● **Stored records**:

━━━━━━━━━━━━━━━━━━━━

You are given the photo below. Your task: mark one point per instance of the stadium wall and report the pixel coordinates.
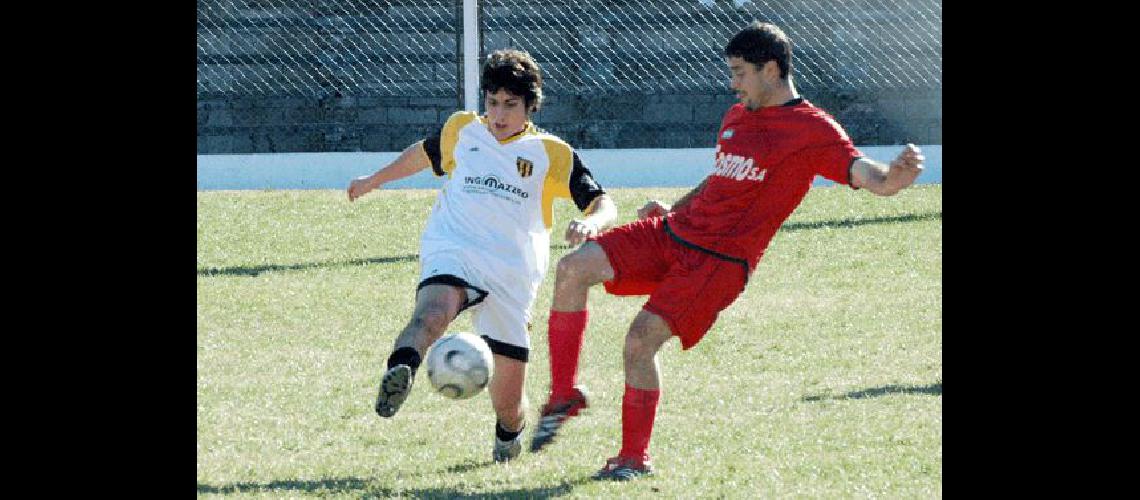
(351, 124)
(612, 167)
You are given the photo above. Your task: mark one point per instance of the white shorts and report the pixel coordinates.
(501, 319)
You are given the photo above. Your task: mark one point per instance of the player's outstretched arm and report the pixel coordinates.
(413, 160)
(886, 180)
(600, 214)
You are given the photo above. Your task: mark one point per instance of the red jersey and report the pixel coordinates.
(765, 163)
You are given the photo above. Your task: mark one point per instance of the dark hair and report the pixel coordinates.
(759, 43)
(515, 72)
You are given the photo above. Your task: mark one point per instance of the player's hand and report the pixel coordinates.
(579, 230)
(906, 166)
(653, 208)
(359, 187)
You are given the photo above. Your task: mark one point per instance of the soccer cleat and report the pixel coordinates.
(554, 415)
(624, 468)
(506, 450)
(393, 390)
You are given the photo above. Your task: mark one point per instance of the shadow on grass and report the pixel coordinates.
(854, 222)
(361, 488)
(934, 390)
(334, 485)
(255, 270)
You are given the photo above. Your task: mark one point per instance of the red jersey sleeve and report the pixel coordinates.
(833, 154)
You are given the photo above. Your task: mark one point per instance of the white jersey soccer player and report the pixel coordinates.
(489, 228)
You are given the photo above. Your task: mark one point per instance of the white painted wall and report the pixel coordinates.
(612, 169)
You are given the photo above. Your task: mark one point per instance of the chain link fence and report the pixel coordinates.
(369, 48)
(327, 48)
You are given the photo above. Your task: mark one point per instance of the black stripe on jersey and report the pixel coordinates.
(583, 186)
(507, 350)
(431, 147)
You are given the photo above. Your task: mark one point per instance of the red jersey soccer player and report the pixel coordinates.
(693, 259)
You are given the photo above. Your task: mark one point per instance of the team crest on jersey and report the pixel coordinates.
(526, 166)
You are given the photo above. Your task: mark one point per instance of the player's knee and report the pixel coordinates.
(580, 265)
(645, 337)
(638, 346)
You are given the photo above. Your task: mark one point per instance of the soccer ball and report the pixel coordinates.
(459, 365)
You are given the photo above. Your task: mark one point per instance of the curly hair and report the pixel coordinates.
(760, 42)
(515, 72)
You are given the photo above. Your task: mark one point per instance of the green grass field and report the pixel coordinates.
(822, 380)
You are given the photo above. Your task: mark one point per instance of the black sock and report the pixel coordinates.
(405, 355)
(504, 434)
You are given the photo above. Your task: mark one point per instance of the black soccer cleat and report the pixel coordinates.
(621, 468)
(393, 390)
(554, 415)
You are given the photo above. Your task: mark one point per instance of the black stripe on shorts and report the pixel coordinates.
(456, 281)
(507, 350)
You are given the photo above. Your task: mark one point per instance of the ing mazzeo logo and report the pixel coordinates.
(491, 185)
(526, 166)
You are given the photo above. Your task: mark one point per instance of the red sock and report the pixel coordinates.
(638, 409)
(566, 333)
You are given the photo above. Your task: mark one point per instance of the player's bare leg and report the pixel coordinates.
(510, 404)
(436, 306)
(646, 335)
(577, 272)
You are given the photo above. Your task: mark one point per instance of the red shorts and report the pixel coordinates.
(685, 286)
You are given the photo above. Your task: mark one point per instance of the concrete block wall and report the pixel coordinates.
(588, 122)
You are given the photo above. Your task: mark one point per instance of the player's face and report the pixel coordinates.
(749, 82)
(506, 113)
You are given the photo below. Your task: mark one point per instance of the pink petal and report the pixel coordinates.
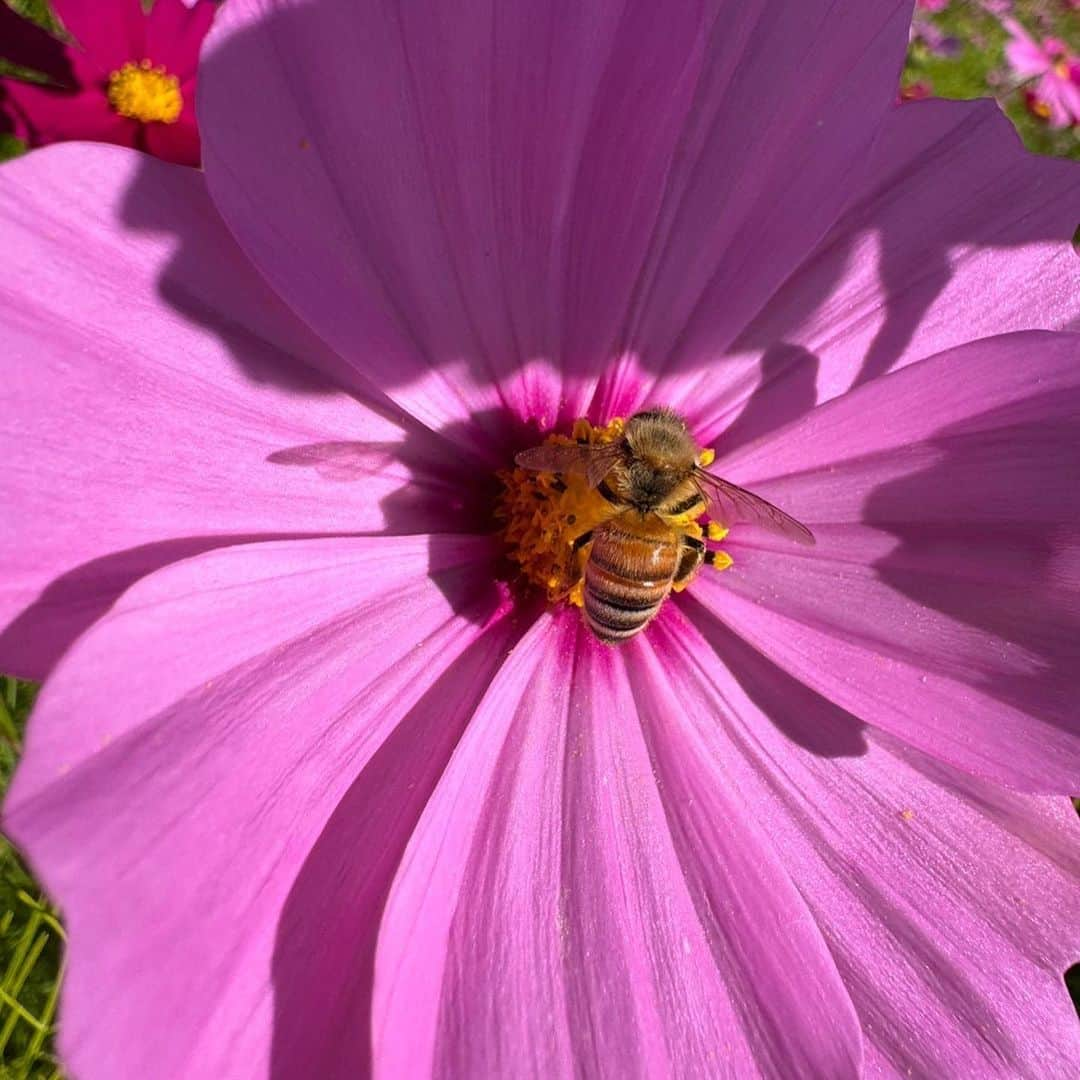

━━━━━━━━━━━━━━━━━━━━

● **Aim of the exercise**: Return the entries above word for word, from the line containing "on shorts and report the pixel coordinates." through the end of the entries, both ends included. Leave the pictures out of your answer.

● **Solution for this task**:
You are given the photo above. Your task: mark one point per instance of the black stripe on shorts and report the pixel coordinates.
(456, 281)
(507, 350)
You are given the photo above. Your task: mark one point per instance of the ing mazzeo logo and report the pixel coordinates.
(491, 185)
(526, 166)
You are given the photo above. Your task: mark one point per instance of the red sock and report the pixel coordinates.
(638, 409)
(566, 333)
You are given the photo above. Your task: mark one point per instance of the player's bare leg and report the pixel coordinates.
(510, 404)
(436, 306)
(646, 335)
(577, 272)
You are given the photo above. Your task: mark one point per instance of the red shorts and report the pixel coordinates.
(685, 286)
You are given the photo above. Your task: mark one point per instance of the concrete block wall and report the pixel coordinates.
(588, 122)
You are given the photo above. Your task: mark one point per instance of the player's face and report the pixel coordinates.
(749, 82)
(506, 113)
You are given the photo below. Your task: mark one point per instance of the pink petal and report the pixel coordinates.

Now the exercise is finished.